(Natural-language object grounding data)
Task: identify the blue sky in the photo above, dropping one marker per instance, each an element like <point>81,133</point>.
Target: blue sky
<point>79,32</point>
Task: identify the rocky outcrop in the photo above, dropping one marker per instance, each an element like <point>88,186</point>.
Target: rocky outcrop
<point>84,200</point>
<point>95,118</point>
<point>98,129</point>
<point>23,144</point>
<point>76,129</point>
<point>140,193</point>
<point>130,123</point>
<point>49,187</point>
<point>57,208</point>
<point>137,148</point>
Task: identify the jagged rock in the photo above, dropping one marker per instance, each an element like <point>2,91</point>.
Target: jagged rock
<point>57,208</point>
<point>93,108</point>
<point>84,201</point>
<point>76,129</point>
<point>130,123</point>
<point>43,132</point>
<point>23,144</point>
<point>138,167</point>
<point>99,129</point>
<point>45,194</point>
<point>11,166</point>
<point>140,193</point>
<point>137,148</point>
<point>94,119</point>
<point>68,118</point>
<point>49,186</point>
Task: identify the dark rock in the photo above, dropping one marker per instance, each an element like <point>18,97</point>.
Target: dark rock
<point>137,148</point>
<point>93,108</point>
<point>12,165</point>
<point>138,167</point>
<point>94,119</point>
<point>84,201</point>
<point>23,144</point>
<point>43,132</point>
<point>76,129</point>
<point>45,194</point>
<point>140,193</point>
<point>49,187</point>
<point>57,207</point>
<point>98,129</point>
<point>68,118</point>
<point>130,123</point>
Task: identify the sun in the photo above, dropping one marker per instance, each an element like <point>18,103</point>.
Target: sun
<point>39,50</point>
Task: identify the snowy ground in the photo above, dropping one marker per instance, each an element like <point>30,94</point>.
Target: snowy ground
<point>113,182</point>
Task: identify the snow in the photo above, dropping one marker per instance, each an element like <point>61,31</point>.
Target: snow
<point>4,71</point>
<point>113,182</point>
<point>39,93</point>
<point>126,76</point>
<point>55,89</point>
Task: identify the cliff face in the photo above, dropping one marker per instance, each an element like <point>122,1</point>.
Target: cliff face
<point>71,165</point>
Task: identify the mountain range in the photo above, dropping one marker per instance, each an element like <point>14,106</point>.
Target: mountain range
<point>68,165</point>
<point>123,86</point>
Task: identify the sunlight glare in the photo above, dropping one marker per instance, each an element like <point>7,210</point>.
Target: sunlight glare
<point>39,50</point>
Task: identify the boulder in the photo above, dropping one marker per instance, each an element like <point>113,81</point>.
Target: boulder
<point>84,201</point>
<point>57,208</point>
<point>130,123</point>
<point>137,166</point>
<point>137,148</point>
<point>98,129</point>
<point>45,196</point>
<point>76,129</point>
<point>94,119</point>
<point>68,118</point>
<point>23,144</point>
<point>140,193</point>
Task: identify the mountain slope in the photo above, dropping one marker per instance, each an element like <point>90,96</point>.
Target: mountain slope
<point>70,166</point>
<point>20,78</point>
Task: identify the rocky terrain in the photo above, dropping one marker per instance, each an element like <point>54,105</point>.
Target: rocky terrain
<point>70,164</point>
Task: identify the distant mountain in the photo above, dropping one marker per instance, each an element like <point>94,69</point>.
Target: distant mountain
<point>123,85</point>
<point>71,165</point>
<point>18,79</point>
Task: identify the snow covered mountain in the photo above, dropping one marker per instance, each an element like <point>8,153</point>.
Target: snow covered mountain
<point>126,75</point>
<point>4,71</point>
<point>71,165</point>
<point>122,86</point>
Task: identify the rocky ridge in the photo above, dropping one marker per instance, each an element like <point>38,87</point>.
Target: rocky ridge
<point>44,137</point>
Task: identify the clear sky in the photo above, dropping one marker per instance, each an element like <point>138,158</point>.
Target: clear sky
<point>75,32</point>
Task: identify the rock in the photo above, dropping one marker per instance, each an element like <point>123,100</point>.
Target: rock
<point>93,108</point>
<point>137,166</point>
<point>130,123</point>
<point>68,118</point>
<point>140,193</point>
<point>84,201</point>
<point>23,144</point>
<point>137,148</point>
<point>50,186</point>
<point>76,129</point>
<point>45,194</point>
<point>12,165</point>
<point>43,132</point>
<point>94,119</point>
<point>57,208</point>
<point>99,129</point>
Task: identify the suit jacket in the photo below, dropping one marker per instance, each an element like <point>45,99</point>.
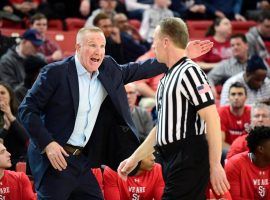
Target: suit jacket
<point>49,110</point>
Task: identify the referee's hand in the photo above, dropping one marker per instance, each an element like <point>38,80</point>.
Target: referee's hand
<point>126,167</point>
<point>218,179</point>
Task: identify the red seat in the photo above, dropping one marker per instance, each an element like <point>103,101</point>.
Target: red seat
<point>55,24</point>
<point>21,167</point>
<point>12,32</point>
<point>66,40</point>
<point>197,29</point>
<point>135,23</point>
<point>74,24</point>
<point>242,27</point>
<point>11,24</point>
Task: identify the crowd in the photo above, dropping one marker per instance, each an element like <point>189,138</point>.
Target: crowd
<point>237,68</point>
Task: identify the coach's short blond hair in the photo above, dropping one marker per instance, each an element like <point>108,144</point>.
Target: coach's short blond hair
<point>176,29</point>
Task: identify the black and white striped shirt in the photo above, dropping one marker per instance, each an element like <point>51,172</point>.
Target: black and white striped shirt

> WHAT IS BEING ASKED
Output nothing but the lines from the one that contains "Task: identify the crowd" through the final line of the entries above, exactly as they appear.

> SOLVED EXERCISE
Task: identify the crowd in the photo above, dropping one marker per instance, each an element like <point>189,138</point>.
Target: crowd
<point>237,68</point>
Task: identify the coach's short blond hair in the photo above, dropping one marker per instance, each an element like <point>108,144</point>.
Target: coach's short blond hair
<point>176,29</point>
Task: identify the black and white striped shirt in the photo above, dropping one marker per instance, each an element like <point>51,172</point>.
Target: black and white striped shirt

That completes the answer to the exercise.